# [Page excerpt]
Friday, June 20, 2025

How Do Some Bacteria Survive Ionizing Radiation?

Amazing stuff! This is an article based on past research. This is a review article of a review article by one of the leading researchers in this field as it appears.

The secret sauce seems to be manganese

"For a human, experiencing a mere five grays (Gy) of ionizing radiation for just a few minutes can be lethal. But the bacterium Deinococcus radiodurans is made of tougher stuff. In liquid culture conditions, it can survive an acute blast of up to 25,000Gy and under chronic gamma radiation exposure (60Gy per hour), it not only survives, but thrives, continuing to grow and multiply. ...

It was discovered ... at an agricultural research station in Oregon. In the 1950s, researchers at the station were experimenting with using ionizing radiation to sterilize canned food. To their dismay, some of their heavily-irradiated corned beef still contained living microbes—they cultured the microbes and discovered D. radiodurans.

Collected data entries
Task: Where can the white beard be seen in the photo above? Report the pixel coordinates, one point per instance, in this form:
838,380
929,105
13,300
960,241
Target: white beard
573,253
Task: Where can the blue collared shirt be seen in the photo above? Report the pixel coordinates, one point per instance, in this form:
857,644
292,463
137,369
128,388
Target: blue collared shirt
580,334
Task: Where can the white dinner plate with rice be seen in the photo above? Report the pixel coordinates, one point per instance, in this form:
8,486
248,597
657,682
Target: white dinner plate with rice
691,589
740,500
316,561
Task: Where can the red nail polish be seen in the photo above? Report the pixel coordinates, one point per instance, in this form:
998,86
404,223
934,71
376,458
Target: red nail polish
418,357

# [Exercise prompt]
From the post on radiation-resistant bacteria, write out the passage starting with "Amazing stuff! This" and going on through "as it appears.". The listing has no connection to the post on radiation-resistant bacteria.

# [Response box]
Amazing stuff! This is an article based on past research. This is a review article of a review article by one of the leading researchers in this field as it appears.